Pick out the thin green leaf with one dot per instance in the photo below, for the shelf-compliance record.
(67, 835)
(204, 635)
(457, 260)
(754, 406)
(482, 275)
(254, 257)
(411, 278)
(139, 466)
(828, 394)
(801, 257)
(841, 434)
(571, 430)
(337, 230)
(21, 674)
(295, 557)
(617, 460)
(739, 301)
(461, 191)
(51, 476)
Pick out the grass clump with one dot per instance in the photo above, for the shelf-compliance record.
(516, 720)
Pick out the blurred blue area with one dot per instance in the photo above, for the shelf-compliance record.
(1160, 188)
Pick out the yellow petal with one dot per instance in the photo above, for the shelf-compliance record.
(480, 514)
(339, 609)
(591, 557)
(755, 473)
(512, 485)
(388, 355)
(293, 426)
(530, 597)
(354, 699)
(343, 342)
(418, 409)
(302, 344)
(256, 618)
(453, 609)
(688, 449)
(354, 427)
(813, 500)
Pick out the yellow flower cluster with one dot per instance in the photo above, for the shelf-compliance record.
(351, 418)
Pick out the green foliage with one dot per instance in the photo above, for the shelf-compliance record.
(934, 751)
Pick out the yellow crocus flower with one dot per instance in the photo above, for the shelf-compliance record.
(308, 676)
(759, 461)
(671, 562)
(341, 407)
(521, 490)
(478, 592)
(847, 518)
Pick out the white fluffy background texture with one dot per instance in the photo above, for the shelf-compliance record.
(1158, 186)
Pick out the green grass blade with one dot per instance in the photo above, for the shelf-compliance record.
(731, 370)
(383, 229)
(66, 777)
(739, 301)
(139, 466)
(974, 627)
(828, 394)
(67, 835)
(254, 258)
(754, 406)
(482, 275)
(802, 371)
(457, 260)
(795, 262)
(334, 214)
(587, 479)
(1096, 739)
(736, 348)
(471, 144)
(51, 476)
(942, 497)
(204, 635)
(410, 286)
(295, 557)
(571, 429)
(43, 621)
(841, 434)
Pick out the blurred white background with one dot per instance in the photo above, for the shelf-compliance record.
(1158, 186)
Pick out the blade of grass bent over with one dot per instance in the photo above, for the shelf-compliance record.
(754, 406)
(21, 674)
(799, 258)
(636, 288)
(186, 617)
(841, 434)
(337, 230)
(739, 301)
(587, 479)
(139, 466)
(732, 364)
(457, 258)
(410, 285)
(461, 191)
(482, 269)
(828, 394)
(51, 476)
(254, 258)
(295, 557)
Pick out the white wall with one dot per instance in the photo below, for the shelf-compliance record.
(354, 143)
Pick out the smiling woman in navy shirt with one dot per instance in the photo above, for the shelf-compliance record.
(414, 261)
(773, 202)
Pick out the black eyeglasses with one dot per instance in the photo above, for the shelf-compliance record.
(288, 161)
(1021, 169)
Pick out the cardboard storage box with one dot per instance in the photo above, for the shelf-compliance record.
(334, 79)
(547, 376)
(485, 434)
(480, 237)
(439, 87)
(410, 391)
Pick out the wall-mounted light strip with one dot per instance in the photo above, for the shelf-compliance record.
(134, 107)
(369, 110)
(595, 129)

::::::::::

Edit the rows above so that every "shelf-compliance record" becomes "store audit log", and leave the rest of each line as it is.

### [Answer to this task]
Pick out the thin green leaf with one dot per instance in the photo below, for the store audit log.
(67, 835)
(204, 635)
(457, 260)
(754, 406)
(482, 275)
(254, 257)
(411, 278)
(139, 466)
(828, 394)
(801, 257)
(841, 434)
(571, 430)
(337, 230)
(21, 674)
(295, 557)
(617, 460)
(739, 301)
(461, 191)
(51, 476)
Pick out the grass clump with one dot per instance in the photo above, for the store audit log.
(516, 720)
Pick out the blurred blue area with one dot per instance in the photo above, for the store audit log.
(1160, 188)
Pick out the yellow petal with one dot per instance in the photo above, for the store audit log.
(480, 514)
(339, 609)
(591, 557)
(755, 473)
(512, 485)
(388, 355)
(293, 426)
(530, 597)
(354, 699)
(343, 342)
(418, 409)
(302, 344)
(256, 618)
(453, 609)
(688, 449)
(354, 427)
(813, 500)
Pick out the yellow flower cluster with one dot per instance in the photo above, for the store audit log.
(351, 418)
Pick out the green foliage with one dot per instance in the photo above, for the store audit log.
(934, 751)
Pick out the yellow crocus flower with one dot per instance in the photo above, for the store audit log.
(308, 676)
(759, 461)
(671, 562)
(341, 407)
(521, 490)
(478, 592)
(847, 518)
Pick out the white fluffy background texture with one dot per instance in the photo above, for the store audit log.
(1158, 186)
Pick out the green grass blade with one dot per instance in the photo above, for the store audit log.
(731, 370)
(383, 229)
(66, 777)
(739, 301)
(139, 466)
(974, 627)
(828, 394)
(67, 835)
(254, 258)
(754, 406)
(482, 275)
(802, 371)
(457, 260)
(795, 262)
(334, 214)
(587, 479)
(1096, 739)
(736, 348)
(471, 144)
(51, 476)
(942, 497)
(204, 635)
(410, 286)
(295, 557)
(571, 429)
(43, 621)
(841, 434)
Pick out the blurred white background with one dot per instance in the photo above, for the store audit log.
(1158, 186)
Pick out the blade of grass bent over with one dot per instance in the photo above, for the store audit log.
(754, 406)
(21, 674)
(799, 258)
(636, 288)
(186, 617)
(841, 434)
(337, 230)
(739, 301)
(587, 479)
(139, 466)
(732, 364)
(457, 258)
(410, 285)
(461, 191)
(482, 269)
(828, 394)
(51, 476)
(254, 258)
(295, 557)
Pick out the white wall with one dot per instance in the photo below, for the store audit log.
(354, 143)
Pick out the smiling woman in navy shirt with one dot per instance in the photo above, for the store audit log.
(414, 261)
(773, 202)
Pick out the black eyeglasses with one dot per instance in the photo above, for the store audit log.
(288, 161)
(1021, 169)
Pick out the cardboard storage box with one dot per instance in the photo above, for the store audit log.
(334, 79)
(547, 376)
(485, 434)
(480, 237)
(439, 87)
(410, 391)
Pick out the wall-mounted light strip with one dot per instance in the photo above, for the store audit log.
(134, 107)
(369, 110)
(595, 129)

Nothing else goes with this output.